# Instructions for the task
The line containing "Where in this photo can the small house" marks the start; return it and every line after it in the listing below, exactly, through the last.

#####

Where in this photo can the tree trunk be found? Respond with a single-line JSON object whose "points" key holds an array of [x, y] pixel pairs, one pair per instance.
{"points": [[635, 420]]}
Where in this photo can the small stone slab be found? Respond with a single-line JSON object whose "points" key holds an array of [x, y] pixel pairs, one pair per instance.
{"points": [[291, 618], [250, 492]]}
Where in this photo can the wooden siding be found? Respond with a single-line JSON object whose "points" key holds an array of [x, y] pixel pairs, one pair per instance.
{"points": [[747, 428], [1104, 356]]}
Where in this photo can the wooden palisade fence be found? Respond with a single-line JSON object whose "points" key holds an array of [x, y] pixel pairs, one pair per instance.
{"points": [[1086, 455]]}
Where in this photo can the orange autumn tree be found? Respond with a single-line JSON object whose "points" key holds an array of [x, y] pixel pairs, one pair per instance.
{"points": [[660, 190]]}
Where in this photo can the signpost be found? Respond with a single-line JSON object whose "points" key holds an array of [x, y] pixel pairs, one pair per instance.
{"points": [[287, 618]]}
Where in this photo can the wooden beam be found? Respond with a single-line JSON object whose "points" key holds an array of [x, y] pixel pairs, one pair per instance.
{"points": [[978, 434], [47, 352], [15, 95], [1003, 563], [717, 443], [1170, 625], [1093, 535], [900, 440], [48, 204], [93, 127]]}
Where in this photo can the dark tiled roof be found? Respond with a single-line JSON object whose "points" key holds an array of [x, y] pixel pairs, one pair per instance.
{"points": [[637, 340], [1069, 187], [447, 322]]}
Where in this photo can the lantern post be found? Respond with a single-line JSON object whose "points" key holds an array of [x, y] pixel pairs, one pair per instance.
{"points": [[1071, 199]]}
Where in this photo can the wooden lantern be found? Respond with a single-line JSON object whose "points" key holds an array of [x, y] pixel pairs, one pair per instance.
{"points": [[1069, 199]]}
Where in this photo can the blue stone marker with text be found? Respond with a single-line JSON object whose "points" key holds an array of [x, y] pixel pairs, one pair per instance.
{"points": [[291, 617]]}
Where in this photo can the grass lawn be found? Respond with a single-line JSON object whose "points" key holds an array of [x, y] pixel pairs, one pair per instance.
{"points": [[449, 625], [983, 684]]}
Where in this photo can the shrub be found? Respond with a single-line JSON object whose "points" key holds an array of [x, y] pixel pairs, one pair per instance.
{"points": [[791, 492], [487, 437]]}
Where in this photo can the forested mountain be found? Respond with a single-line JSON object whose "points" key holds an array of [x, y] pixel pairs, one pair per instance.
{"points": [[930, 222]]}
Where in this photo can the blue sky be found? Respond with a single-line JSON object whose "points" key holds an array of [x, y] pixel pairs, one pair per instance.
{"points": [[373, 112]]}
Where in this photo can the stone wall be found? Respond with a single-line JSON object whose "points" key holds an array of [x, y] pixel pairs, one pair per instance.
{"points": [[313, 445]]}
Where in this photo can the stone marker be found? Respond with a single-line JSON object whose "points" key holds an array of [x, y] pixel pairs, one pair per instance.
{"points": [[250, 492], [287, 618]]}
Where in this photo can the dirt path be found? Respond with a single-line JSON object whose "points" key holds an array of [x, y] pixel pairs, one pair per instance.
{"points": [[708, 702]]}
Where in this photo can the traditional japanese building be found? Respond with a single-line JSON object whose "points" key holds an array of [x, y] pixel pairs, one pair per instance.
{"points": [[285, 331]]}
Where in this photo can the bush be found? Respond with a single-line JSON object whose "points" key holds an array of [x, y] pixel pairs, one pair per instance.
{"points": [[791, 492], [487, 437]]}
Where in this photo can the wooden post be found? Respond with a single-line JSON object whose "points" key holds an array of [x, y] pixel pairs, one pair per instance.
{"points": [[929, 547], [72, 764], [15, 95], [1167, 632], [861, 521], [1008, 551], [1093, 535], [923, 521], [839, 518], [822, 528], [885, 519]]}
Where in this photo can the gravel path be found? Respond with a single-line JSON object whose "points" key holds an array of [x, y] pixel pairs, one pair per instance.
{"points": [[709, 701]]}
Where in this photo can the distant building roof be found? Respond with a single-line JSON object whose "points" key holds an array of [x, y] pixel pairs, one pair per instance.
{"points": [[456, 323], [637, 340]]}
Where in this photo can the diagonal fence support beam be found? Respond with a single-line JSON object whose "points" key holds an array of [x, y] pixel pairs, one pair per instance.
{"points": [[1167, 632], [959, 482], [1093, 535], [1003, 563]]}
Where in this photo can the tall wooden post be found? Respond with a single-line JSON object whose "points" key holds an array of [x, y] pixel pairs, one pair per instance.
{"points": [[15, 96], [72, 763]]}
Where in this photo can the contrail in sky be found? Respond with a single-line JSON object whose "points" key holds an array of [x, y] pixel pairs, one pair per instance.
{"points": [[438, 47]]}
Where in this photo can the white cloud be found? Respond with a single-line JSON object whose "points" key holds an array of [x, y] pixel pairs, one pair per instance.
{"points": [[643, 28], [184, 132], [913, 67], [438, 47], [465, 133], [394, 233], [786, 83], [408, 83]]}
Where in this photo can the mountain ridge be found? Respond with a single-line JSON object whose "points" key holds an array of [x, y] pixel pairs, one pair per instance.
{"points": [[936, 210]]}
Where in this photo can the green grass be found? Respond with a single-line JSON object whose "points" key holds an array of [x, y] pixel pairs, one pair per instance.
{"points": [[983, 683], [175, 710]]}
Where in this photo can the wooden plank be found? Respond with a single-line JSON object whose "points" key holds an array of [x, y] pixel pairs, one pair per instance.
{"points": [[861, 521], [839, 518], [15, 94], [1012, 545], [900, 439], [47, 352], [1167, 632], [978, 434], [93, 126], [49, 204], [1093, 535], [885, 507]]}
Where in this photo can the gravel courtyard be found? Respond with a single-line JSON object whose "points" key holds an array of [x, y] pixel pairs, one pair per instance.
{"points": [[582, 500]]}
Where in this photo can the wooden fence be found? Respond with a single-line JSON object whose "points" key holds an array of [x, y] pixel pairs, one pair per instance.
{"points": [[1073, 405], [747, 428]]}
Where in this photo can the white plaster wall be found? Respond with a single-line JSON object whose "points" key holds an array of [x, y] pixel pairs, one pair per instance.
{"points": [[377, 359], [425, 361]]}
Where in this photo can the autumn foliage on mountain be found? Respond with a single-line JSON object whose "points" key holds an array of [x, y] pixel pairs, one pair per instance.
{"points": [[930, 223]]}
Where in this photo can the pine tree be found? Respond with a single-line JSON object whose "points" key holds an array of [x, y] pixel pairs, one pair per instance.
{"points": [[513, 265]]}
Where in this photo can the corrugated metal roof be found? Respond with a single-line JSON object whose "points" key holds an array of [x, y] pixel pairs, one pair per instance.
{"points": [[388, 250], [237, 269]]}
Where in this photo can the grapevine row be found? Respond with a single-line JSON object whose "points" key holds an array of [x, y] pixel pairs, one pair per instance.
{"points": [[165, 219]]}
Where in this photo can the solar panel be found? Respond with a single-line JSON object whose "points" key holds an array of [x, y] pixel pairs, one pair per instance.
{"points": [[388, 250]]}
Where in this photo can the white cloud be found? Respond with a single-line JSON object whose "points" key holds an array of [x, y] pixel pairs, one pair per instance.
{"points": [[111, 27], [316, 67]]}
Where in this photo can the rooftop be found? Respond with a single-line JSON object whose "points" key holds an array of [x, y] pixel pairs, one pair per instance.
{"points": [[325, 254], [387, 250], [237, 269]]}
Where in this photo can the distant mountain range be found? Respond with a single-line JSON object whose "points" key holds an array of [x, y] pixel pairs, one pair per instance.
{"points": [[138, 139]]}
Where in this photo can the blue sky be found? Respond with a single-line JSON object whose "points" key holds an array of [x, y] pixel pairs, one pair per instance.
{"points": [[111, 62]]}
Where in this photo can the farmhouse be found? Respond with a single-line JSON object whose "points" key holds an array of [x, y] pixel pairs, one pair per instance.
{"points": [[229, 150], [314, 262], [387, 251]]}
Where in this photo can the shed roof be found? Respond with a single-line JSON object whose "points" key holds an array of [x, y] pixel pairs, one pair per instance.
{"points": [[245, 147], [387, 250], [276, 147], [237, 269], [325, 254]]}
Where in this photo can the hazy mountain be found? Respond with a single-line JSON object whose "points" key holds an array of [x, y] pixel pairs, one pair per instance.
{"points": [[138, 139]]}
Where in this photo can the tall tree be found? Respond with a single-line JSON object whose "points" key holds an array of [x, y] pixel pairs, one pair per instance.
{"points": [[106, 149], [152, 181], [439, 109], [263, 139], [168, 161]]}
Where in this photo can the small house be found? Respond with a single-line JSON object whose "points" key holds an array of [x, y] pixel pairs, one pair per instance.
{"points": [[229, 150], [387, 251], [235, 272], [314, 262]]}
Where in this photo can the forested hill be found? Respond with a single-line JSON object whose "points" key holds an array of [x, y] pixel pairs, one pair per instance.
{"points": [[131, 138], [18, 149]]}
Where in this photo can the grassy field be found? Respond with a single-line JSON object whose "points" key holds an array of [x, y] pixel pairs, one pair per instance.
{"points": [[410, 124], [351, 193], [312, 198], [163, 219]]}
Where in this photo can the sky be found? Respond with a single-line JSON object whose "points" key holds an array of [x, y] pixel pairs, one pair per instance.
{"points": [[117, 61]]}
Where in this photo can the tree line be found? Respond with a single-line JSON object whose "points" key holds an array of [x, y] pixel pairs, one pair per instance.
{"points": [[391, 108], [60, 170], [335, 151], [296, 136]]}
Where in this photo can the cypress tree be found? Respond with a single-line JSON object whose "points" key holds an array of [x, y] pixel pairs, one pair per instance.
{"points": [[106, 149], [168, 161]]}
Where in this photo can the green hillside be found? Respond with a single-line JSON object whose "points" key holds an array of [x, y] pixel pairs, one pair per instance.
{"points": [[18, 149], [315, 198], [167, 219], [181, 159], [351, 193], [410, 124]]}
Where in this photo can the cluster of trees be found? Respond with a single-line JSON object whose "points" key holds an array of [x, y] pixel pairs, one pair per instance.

#####

# Exercise answer
Where in this photo can the small house be found? Respond with a single-line JSON object whose "points" key holds an array of [x, y] pixel pairs, one pair per instance.
{"points": [[229, 150], [387, 251], [235, 272], [314, 262]]}
Where in this photo can the forested hill be found? Respond with a single-line JSON object whose "points" key holds an array of [x, y] pixel pairs, one pair per instance.
{"points": [[131, 138], [18, 149]]}
Where in this photo can the grassy field be found? Respond with a single-line JSON object whose "points" key holds an array of [x, y] pixel pairs, one pair per instance.
{"points": [[410, 124], [351, 193], [312, 198], [163, 219]]}
Where in this photo can the sky be found? Respond with a single-line JSON object whose "points" key holds an array of [x, y] pixel pairs, one pair per instance.
{"points": [[117, 61]]}
Where in this photo can the tree line be found? Respond with a single-line JSON object whose "points" key holds an array of [x, y] pixel pairs, one pair per instance.
{"points": [[391, 108], [60, 170], [335, 151], [296, 136]]}
Where in this photo can the cypress tree be found? Respond with a single-line JSON object whose "points" key holds an array of [x, y] pixel pairs, one pair per instance.
{"points": [[106, 149], [168, 161]]}
Where in this photo can the green hillside be found? Respond with a single-line JSON object whose "points" key holds an array of [x, y] pixel pairs, one pair per instance.
{"points": [[18, 149], [315, 198], [167, 219], [181, 159], [351, 193], [410, 124]]}
Where in this photo can the cluster of trees be found? Respond with a single-line JSON object whose "points" key holds an array of [x, y] pixel pairs, one pair per instance.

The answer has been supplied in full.